= Given problem =
Print the material below word for word, from the line holding "fish tail, that" through the line holding "280 319 L 261", including both of those lines.

= Exercise data =

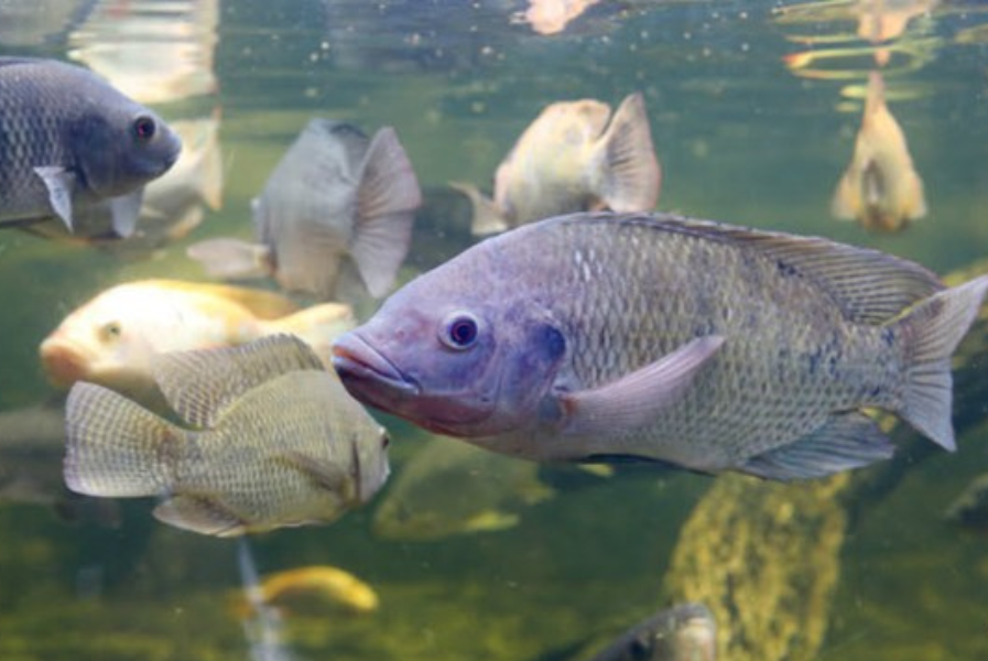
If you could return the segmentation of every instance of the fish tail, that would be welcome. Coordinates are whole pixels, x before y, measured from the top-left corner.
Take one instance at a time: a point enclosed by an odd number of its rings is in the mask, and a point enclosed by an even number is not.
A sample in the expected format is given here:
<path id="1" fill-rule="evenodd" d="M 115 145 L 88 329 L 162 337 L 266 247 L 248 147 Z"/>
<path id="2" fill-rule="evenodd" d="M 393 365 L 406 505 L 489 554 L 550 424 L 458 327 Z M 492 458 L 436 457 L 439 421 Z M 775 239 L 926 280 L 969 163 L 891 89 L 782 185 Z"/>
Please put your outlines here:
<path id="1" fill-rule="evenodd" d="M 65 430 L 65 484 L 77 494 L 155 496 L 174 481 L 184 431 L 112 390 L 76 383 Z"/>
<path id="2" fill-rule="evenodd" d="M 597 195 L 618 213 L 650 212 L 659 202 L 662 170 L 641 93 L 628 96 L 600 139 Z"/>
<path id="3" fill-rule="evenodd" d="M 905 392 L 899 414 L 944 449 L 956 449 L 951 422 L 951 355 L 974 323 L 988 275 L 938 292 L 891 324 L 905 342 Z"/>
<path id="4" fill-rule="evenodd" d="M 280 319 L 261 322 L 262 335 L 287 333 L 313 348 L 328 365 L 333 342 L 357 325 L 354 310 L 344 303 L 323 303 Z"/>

==

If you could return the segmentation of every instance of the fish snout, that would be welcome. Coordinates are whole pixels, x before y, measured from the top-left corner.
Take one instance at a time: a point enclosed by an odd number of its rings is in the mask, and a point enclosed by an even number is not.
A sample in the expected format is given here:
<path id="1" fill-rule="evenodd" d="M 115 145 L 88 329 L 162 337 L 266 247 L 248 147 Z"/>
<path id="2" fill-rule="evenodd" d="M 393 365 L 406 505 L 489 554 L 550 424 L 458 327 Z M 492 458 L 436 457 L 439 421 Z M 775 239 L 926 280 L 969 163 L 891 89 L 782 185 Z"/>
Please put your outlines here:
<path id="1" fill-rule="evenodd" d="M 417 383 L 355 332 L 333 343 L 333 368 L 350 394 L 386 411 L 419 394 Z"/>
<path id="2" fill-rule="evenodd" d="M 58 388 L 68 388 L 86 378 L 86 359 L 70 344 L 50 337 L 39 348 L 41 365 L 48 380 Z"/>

= Final answer =
If you could return the segmentation of every instance of the fish tail, that would be welcome. Coordinates are whole pixels, x before y, measured from the top-left corner.
Take one instance at a time: a point enclosed by an odd number of its rings is in the mask, and a point enclosed by an even number is not.
A sample in the expected format is given here:
<path id="1" fill-rule="evenodd" d="M 115 145 L 88 329 L 162 337 L 266 247 L 248 147 Z"/>
<path id="2" fill-rule="evenodd" d="M 393 365 L 406 505 L 489 554 L 550 424 L 458 327 Z M 492 458 L 436 457 L 439 421 Z M 775 239 L 926 280 L 969 163 L 891 89 L 782 185 Z"/>
Please put your outlines here:
<path id="1" fill-rule="evenodd" d="M 65 430 L 65 484 L 77 494 L 155 496 L 174 481 L 184 431 L 112 390 L 76 383 Z"/>
<path id="2" fill-rule="evenodd" d="M 597 195 L 618 213 L 650 212 L 659 202 L 662 170 L 641 93 L 628 96 L 600 139 Z"/>
<path id="3" fill-rule="evenodd" d="M 905 392 L 899 414 L 944 449 L 956 449 L 951 422 L 951 355 L 974 323 L 988 275 L 938 292 L 891 324 L 905 342 Z"/>
<path id="4" fill-rule="evenodd" d="M 280 319 L 261 322 L 262 335 L 287 333 L 313 348 L 328 365 L 333 342 L 357 325 L 354 310 L 344 303 L 323 303 Z"/>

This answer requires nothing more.